— START OF INPUT DATA —

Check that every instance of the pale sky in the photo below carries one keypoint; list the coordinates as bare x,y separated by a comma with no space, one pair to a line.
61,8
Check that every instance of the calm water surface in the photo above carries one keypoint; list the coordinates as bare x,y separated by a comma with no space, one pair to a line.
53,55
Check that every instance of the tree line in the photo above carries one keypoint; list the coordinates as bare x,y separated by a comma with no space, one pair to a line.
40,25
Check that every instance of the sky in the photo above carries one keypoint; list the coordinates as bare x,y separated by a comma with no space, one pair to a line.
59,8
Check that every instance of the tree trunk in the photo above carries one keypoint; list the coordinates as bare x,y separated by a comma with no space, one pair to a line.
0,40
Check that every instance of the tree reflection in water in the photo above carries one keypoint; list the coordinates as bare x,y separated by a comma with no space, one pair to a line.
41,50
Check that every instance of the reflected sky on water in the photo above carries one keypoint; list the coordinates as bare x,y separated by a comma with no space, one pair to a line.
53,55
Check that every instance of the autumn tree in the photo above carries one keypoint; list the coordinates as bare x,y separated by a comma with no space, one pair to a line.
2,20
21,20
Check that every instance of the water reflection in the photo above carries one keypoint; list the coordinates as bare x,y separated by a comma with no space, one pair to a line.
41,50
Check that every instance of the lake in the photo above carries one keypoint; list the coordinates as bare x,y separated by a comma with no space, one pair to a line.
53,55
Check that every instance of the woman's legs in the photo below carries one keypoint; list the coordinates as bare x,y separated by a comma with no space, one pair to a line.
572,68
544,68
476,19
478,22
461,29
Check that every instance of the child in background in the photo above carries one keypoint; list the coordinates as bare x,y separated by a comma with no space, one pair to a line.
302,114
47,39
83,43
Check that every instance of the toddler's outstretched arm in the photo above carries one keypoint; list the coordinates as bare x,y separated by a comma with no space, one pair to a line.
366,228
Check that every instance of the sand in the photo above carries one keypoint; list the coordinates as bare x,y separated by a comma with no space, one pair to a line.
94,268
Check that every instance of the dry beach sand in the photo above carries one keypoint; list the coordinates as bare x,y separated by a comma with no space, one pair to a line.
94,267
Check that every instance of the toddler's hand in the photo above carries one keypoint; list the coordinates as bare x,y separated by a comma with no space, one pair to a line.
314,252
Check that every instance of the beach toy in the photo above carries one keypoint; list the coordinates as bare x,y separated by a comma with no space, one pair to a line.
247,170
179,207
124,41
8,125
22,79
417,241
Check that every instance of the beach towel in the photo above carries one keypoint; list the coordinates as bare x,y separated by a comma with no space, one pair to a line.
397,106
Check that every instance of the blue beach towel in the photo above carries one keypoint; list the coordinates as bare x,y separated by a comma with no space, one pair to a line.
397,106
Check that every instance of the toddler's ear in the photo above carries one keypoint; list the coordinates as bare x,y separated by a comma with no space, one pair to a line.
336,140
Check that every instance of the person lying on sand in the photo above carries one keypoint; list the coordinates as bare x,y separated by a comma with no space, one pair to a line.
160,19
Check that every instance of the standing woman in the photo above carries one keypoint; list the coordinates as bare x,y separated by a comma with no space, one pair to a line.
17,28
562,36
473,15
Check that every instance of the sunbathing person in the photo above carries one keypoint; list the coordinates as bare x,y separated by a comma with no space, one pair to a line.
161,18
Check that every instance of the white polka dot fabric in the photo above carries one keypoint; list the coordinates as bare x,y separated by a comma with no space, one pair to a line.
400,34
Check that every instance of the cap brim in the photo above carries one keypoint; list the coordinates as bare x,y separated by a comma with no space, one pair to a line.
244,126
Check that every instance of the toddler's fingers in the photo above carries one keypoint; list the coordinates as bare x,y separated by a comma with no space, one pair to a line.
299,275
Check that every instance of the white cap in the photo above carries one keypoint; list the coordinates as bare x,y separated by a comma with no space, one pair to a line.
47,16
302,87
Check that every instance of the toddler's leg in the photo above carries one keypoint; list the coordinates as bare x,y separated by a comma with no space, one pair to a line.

— END OF INPUT DATA —

* _SHORT TASK_
Reproduce every one of the records above with "keypoint" changed to "marker" wherever it occurs, leaving all other wording unaltered.

* _EXPECTED OUTPUT_
Check that every instance of the pale sky in the photo below carries one marker; list the coordinates as bare x,y separated by a comma with no space, one pair to a line.
61,8
Check that every instance of the calm water surface in the photo above carries one marker; list the coordinates as bare x,y separated by a comma with no space, one pair to a line.
53,55
Check that every instance of the tree line in the photo above carries one marker; list the coordinates as bare x,y separated by a comma with no space, one pair to a line.
40,25
Check that every instance of the sky in the photo above carries one marker; list the coordinates as bare x,y separated by a comma with no space, one pair to a line.
59,8
Check that every instance of the tree trunk in the photo above carries one marker; list the coordinates as bare x,y separated by a comma with no space, one pair to a line.
0,40
Check that every instance of the tree reflection in water in the photo above carries one marker; list the coordinates as bare x,y separated by a comma with no space, one pair to a line.
41,50
Check that every instance of the reflected sky on water in the photo above carries one marker; list the coordinates as bare x,y separated by a comma with no space, one pair to a line.
53,55
Check that every instance of the autumn tree in the photo above carries one marker; list the coordinates as bare x,y separated by a comma with no space, one pair to a line.
2,20
21,20
Check that every instance of the water reflection in the photo above carries one marker; list the coordinates as bare x,y separated by a comma with no space, one pair to a line.
41,50
Check that every instance of the lake in the photo above carries one marker; list the coordinates as bare x,y separated by a comma with no space, one pair to a line.
53,55
Check that every instance of the woman's legs in the photo below carries one marker; list the coordinates as bare x,y separated by a comma with no space, one pair to a line.
572,68
544,68
476,19
478,22
461,29
Check that every instance of the child in background in the photo above carries one marker; list the coordinates as bare x,y separated by a comma with no space, one pair to a line.
302,114
47,39
83,43
Check that every instance of the toddler's outstretched arm in the photo above carries one marker; list the coordinates as bare x,y separated by a comma with no space, one pair to a line.
366,228
Check that every instance of the sand in the photo above carries one marker; list the coordinates as bare x,y separated by a comma with no space, one pair to a line.
94,268
Check that every instance of the dry beach sand in the photo above carries one marker; list the coordinates as bare x,y separated by a comma with no space, one pair to a line.
94,267
Check that every instance of the toddler's hand in the photo above carries one marker; list the coordinates as bare x,y separated by a comma with no space, one pair to a line.
314,252
Check that every instance of the beach toy in the photo above carries one marker; list the coordinates as bare x,y separated by a comma with no space, one pair to a line.
247,170
179,207
124,41
8,125
22,79
417,241
Check that every instance of the beach towel in the photo above carries one marker; list the coordinates as bare x,y separated by a comma with no space, one pair to a line.
397,106
Check that every instance of the blue beach towel in the photo above carries one marker; list the coordinates as bare x,y separated by a comma with no space, one pair to a line.
397,106
Check that every instance of the toddler's ear in the photo above carries one marker; list the coordinates as bare x,y separated by a comma with no space, one pair to a line.
336,140
Check that every instance of the person lying on sand in the photo above carries one marker; list the coordinates as bare x,y separated by a comma with no space, one pair to a line.
160,19
Check that every instance of the standing woman in the photo above carries one marker; list the coordinates as bare x,y separated by a comma with no space, one pair to a line.
17,28
562,36
473,15
Check that every instance of the sunbathing person in the photo above carries one marker; list the coordinates as bare x,y separated by a comma with no space, one pair to a line.
161,18
Check that every instance of the white polka dot fabric in the photo above carries one marker; list the coordinates as bare x,y separated by a comma with no space, one pair to a line.
400,34
Check that every instance of the cap brim in the photo above carries one marker; list the coordinates as bare x,y separated by a comma with no space, one pair to a line.
244,126
Check that every instance of the toddler's fingers in the photo above carries one marker; list the coordinates as bare x,y separated by a comma with no space, one pair to a line.
299,275
Check that every instance of the white cap in the photo above carries one marker; list the coordinates as bare x,y separated by a comma with no space, one pair to a line.
47,16
302,87
Check that every instance of the toddler's leg in the photo above carries one marker; list the coordinates as bare x,y separated by a comma with no space, one pair to a line.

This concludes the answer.